++++ Dataset

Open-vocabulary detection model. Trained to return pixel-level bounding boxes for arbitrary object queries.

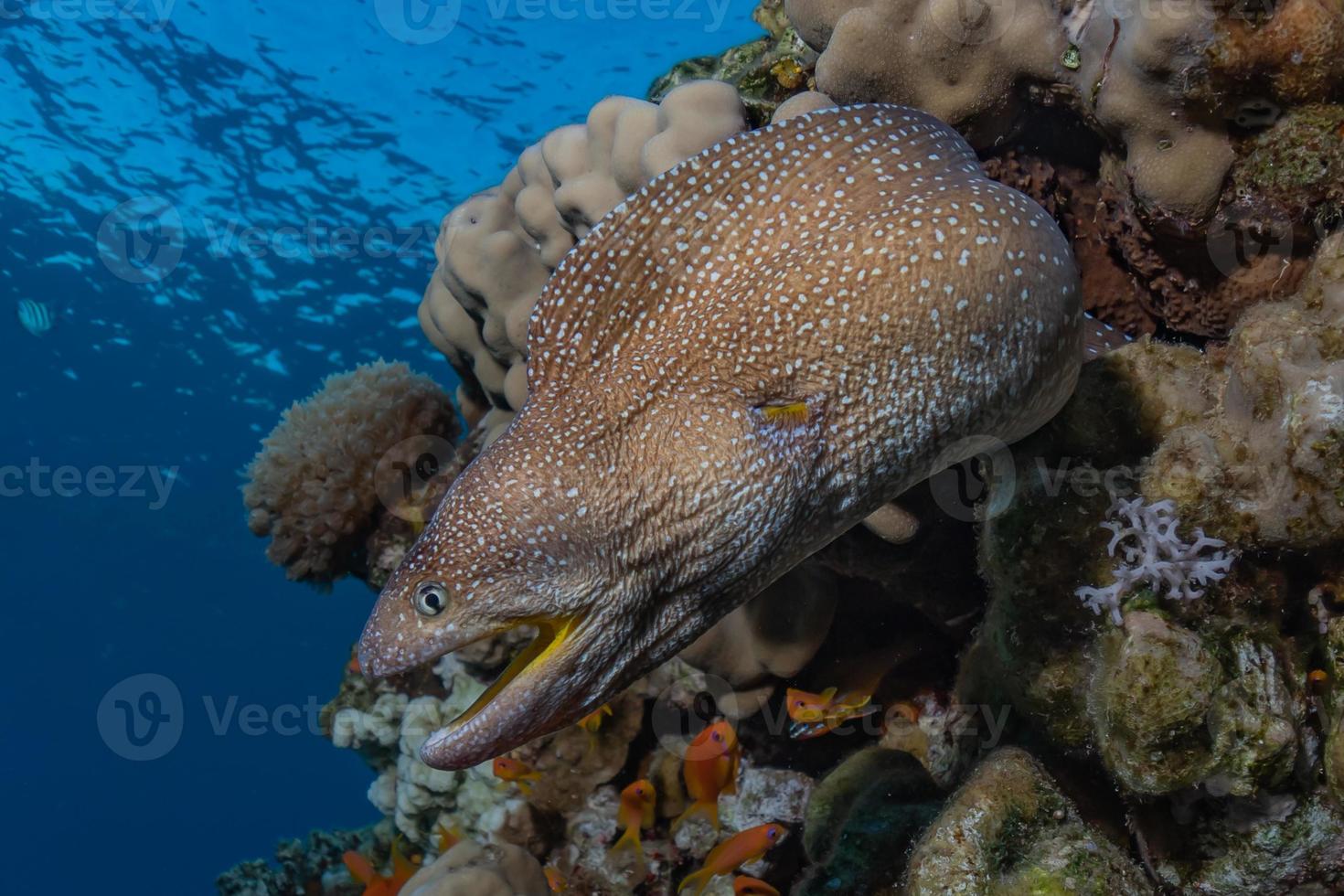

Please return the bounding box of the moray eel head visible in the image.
[358,421,681,768]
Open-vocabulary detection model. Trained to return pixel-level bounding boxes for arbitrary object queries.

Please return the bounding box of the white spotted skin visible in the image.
[360,106,1083,767]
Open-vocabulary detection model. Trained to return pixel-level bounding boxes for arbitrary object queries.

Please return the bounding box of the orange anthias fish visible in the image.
[672,720,741,829]
[493,756,541,795]
[676,824,789,896]
[341,839,418,896]
[541,865,570,893]
[784,688,878,741]
[732,874,780,896]
[612,779,657,859]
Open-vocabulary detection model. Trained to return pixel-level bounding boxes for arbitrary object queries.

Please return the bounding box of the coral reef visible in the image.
[649,0,811,128]
[400,839,551,896]
[243,361,458,584]
[958,230,1344,892]
[1076,497,1232,624]
[731,0,1344,337]
[420,80,746,434]
[215,822,391,896]
[233,0,1344,896]
[901,747,1153,896]
[795,747,944,895]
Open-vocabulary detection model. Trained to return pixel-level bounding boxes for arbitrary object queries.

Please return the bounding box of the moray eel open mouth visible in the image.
[421,616,625,768]
[453,618,578,727]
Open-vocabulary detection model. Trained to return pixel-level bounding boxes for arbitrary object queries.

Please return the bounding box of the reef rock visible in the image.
[903,747,1153,896]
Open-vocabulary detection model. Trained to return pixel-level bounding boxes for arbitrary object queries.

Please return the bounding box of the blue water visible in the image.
[0,0,758,893]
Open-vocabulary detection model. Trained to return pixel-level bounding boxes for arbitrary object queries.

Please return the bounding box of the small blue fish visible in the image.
[19,298,57,336]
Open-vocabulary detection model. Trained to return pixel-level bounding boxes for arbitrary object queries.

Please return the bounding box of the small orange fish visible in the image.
[612,779,657,859]
[672,720,741,830]
[434,822,463,856]
[493,756,541,796]
[732,874,780,896]
[578,702,612,735]
[784,688,878,741]
[676,824,789,896]
[541,865,570,893]
[341,838,418,896]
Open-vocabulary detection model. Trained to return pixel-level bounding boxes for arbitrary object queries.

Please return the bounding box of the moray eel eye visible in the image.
[411,581,448,616]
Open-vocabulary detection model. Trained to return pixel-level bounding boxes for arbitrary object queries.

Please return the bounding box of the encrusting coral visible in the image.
[960,230,1344,892]
[243,361,458,584]
[758,0,1344,337]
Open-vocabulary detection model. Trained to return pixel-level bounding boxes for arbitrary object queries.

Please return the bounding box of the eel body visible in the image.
[360,106,1087,768]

++++++++

*Required work:* Render the listing above as a JSON list of strings, one string per line, omitting blank lines and leaving out the picture.

*Complete answer:*
[
  "Open-vocabulary detection model. Trained to return pixel-level bounding boxes for arbitrary object queries.",
  "Please return the bounding box of the moray eel head visible in the image.",
  "[358,421,681,768]",
  "Open-vocabulary detection model. Trained to return pixel-level bounding boxes for arbitrary object queries.",
  "Please return the bounding box of the white spotted skin visible in the image.",
  "[360,106,1083,767]",
  "Open-vocabulary detection model. Trained to return pixel-level bounding boxes for arbitrary object queries.",
  "Please return the bounding box of the orange anthias fish visible in the image.",
  "[672,720,741,829]",
  "[493,756,541,795]",
  "[676,824,789,896]",
  "[341,839,418,896]",
  "[541,865,570,893]",
  "[784,688,878,741]",
  "[732,874,780,896]",
  "[612,779,657,859]",
  "Open-vocabulary detection model. Trained to return pixel-level bounding boxes for arbitrary object queries.",
  "Please return the bounding box of the coral reef visible in the image.",
  "[649,0,811,128]",
  "[400,839,551,896]",
  "[243,361,458,584]",
  "[958,230,1344,892]",
  "[1076,497,1232,624]",
  "[731,0,1344,337]",
  "[420,80,746,434]",
  "[215,822,391,896]",
  "[233,0,1344,896]",
  "[901,747,1153,896]",
  "[795,747,944,895]",
  "Open-vocabulary detection model. Trained to return pixel-level bounding boxes for arbitrary object queries.",
  "Please return the bounding box of the moray eel open mouth visible in the image.",
  "[421,616,625,768]",
  "[453,618,578,727]",
  "Open-vocabulary detection model. Trained to return pixel-level bounding boxes for arbitrary object queries.",
  "Please return the bounding box of the reef rock visible in the image.",
  "[903,747,1153,896]",
  "Open-vocabulary detection model. Trained to return pixel-level bounding boxes for arbitrary object queries.",
  "Please return the bounding box of the blue water visible in the image.",
  "[0,0,758,893]",
  "Open-vocabulary detection model. Trained to return pixel-level bounding boxes for arbitrary object queries.",
  "Please return the bounding box of the small blue fish visible in the image.",
  "[19,298,57,336]",
  "Open-vocabulary detection model. Trained to return pixel-level bounding boxes for arbitrary object queries.",
  "Please return the bounding box of the small orange fish visible in the image.",
  "[612,779,657,859]",
  "[672,720,741,830]",
  "[434,822,463,856]",
  "[493,756,541,796]",
  "[732,874,780,896]",
  "[578,702,612,735]",
  "[784,688,878,741]",
  "[676,824,789,896]",
  "[541,865,570,893]",
  "[341,838,418,896]",
  "Open-vocabulary detection model. Trained to return pixel-level bounding boxes for arbitrary object queries.",
  "Please return the bounding box of the moray eel eye visible in the image.",
  "[411,581,448,616]",
  "Open-vocabulary detection model. Trained to return pixel-level bounding boxes for arbitrary object queries.",
  "Please return the bounding box of the encrusting coral visible in the image.",
  "[960,230,1344,892]",
  "[243,361,458,584]",
  "[758,0,1344,337]",
  "Open-vocabulary detection model. Trained to return pixel-level bounding boxes for arbitrary object queries.",
  "Please return the bounding box of the eel body visible in the image.",
  "[360,106,1087,768]"
]